— Start of Selected extract —
Editor’s Note: Matt and I had great success with our last Marvel team-up over on MOZ, so we decided to do it again. Thanks again Mr. Gratt for lending your superb process skills to this post. Cheers!
We often think of search as a direct marketing channel (and it’s a great one) but it’s so much more than that.
A Search Engine is a database of intentions – and the data that search engines release to us can be some of the best market research and planning data available.
With this process you can map search demand in your markets, and understand how to use search volume data for market intelligence and insight.
Now, no matter the vertical your business is into, it is crucial that you know what your target market looks like before diving in and planning your SEO strategy. By the end of this article, you’ll know how to exploit data so that it drives revenue to your business.
Table of Contents
- 0.1 Mapping Search Demand in a Vertical
- 0.2 Brainstorm a Seed Keyword Set
- 0.3 Expand Your Set Using Google Suggest
- 0.4 Expand Further and Gather Keyword Data with Term Explorer
- 0.5 Now Add in Brand Modifiers
- 0.6 Now to Analyze The Volume and Trends
- 0.7 Market Analysis
- 1 Looking at the Whole Landscape
- 2 Search Intent is King – Not Just Traffic
Mapping Search Demand in a Vertical
As with any SEO-drive process, you need to begin with some quality keyword research. You’ll want to start by gathering an extensive list of keywords that represent searches in the vertical you are looking to dissect.
To start your mapping research, use this process:
Brainstorm a Seed Keyword Set
The best SEO tool is always – and will always be – your brain.
Put it to work , and start brainstorming a list of relevant keywords.
For example, let’s say we’re working with a company in the mechanical keyboard space. Mechanical keyboards are very loud, high-end keyboards. They’re tend to be very popular amongst programmers, writers, gamers, and other folks with serious keyboard needs.
For this assessment, we’ll start with terms like:
- Mechanical Keyboard – a generic head term, and
- Cherry MX Keyboard – a base product term.
And some other terms closely related to them.
Expand Your Set Using Google Suggest
Next, I’ll expand your list with Google Suggest.
You can just use Google itself, or you can save some valuable time using some of the most popular autosuggest web apps like KeywordTool.io or Ubersuggest.
Expand Further and Gather Keyword Data with Term Explorer
One of my favorite new SEO tools is Term Explorer. This tool enables you to both expand keyword lists, gather search volume, and get competitiveness data. It is an excellent market research tool.
I’ll drop keywords from my previous exercise into TE’s Bulk Keyword Tool (a research and autosuggest engine capable of grabbing search data on up to 90,000 keywords) – so it will go out and find more relevant keywords in addition to our seeds.
Now Add in Brand Modifiers
While search marketers are typically primarily concerned with non-branded traffic, or brands and modifiers, in many scenarios )especially ecommerce) it’s worth adding them into your keyword research to get an understanding of how their volume compares to that of non-brand terms.
It’s also helpful to take a look at these different brands in Google Trends (especially if you can niche down to the product level), to get an idea of who’s growing and who’s not:
This is great data to use to get some historical perspective on the Term Explorer data.
— End of Selected extract —
— Start of Recorded data —
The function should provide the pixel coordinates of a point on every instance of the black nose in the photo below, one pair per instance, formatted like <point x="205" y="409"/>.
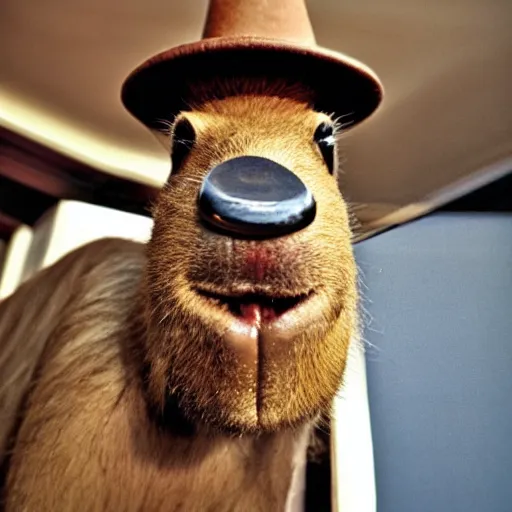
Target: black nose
<point x="255" y="197"/>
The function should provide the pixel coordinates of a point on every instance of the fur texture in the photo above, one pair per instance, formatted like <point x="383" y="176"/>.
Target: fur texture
<point x="117" y="388"/>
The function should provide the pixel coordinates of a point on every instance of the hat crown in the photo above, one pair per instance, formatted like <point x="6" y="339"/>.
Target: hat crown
<point x="287" y="20"/>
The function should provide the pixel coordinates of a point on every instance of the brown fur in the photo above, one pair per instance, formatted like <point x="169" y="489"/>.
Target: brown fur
<point x="126" y="395"/>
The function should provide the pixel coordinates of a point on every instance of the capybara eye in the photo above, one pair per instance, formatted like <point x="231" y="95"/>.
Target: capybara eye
<point x="325" y="139"/>
<point x="183" y="138"/>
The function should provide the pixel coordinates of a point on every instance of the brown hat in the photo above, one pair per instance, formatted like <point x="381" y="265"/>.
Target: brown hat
<point x="252" y="39"/>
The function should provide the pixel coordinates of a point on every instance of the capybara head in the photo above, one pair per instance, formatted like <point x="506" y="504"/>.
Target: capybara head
<point x="250" y="306"/>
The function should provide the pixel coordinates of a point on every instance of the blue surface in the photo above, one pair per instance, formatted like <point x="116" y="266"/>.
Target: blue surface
<point x="439" y="298"/>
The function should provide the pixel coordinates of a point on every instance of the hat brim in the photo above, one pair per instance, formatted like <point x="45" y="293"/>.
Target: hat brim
<point x="162" y="86"/>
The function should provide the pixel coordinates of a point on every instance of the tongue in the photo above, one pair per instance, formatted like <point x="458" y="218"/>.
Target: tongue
<point x="254" y="313"/>
<point x="251" y="313"/>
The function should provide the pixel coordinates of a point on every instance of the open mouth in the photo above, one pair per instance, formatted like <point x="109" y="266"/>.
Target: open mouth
<point x="255" y="308"/>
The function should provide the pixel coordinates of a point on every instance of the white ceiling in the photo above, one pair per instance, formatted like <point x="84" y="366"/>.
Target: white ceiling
<point x="446" y="66"/>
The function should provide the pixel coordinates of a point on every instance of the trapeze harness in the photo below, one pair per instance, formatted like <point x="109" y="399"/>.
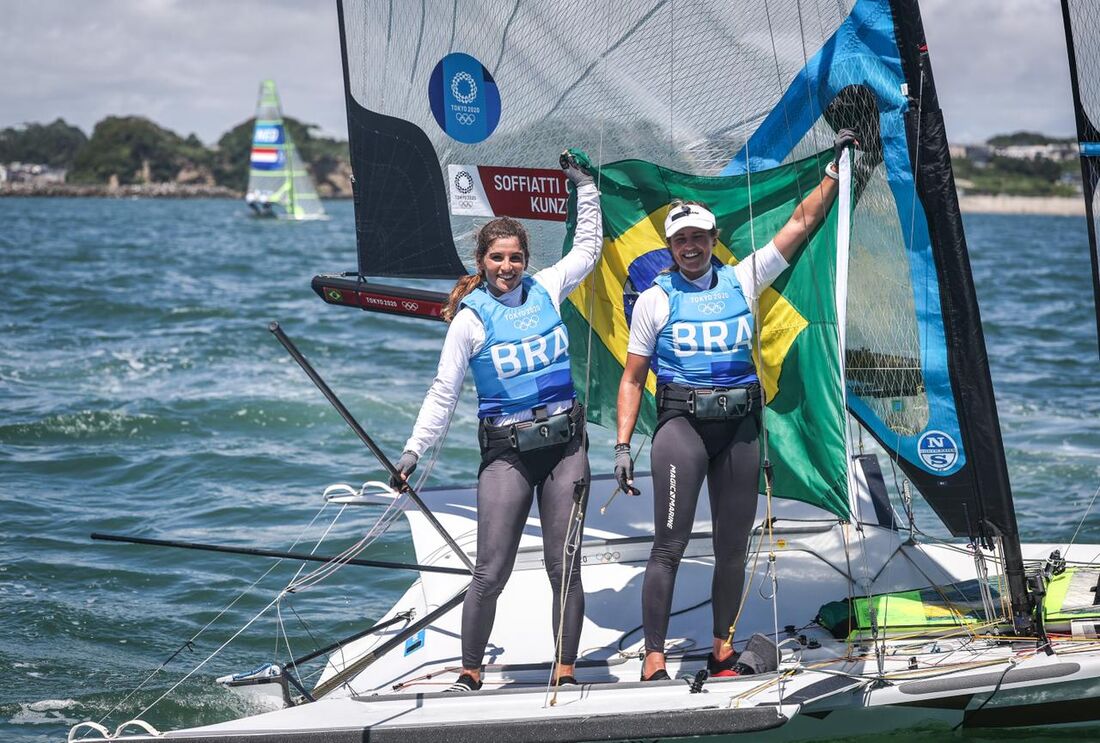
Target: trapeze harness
<point x="523" y="365"/>
<point x="704" y="352"/>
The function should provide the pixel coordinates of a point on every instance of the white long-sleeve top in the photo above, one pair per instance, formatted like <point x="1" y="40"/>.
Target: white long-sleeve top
<point x="650" y="315"/>
<point x="466" y="335"/>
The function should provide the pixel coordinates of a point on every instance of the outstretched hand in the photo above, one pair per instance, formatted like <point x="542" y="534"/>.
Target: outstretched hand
<point x="624" y="469"/>
<point x="845" y="138"/>
<point x="576" y="173"/>
<point x="405" y="467"/>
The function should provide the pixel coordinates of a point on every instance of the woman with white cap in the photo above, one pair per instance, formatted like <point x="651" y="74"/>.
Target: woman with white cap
<point x="697" y="319"/>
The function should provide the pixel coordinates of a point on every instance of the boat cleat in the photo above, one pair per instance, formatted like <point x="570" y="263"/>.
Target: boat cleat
<point x="266" y="684"/>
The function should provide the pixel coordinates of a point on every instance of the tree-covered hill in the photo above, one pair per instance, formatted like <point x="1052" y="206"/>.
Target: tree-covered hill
<point x="134" y="150"/>
<point x="54" y="144"/>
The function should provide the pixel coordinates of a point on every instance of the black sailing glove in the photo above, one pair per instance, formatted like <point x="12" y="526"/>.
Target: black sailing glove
<point x="845" y="138"/>
<point x="624" y="469"/>
<point x="576" y="173"/>
<point x="405" y="467"/>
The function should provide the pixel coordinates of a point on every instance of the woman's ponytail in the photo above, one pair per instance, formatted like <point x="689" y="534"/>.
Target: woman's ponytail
<point x="462" y="287"/>
<point x="502" y="227"/>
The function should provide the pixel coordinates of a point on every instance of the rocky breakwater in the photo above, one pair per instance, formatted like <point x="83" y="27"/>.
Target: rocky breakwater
<point x="114" y="190"/>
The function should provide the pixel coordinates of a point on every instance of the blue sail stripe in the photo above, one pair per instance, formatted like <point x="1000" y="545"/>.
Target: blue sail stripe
<point x="864" y="52"/>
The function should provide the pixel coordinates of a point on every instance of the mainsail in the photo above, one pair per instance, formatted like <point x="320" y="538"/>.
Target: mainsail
<point x="455" y="110"/>
<point x="278" y="182"/>
<point x="1081" y="20"/>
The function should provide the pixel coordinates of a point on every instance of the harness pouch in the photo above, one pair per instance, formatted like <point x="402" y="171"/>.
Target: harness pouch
<point x="531" y="435"/>
<point x="721" y="404"/>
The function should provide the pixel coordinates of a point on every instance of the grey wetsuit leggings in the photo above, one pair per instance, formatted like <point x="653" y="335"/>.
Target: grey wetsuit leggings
<point x="505" y="490"/>
<point x="684" y="451"/>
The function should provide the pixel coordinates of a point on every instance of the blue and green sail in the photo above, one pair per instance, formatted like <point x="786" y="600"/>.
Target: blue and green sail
<point x="800" y="360"/>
— End of Recorded data —
*Exercise*
In the article on mapping search demand, rewrite the paragraph beginning "One of my favorite new SEO tools" as a short bulleted list that keeps its main facts.

*Completed task*
- Term Explorer is one of the writer's favorite new SEO tools.
- It expands keyword lists.
- It gathers search volume.
- It gets competitiveness data.
- It is an excellent market research tool.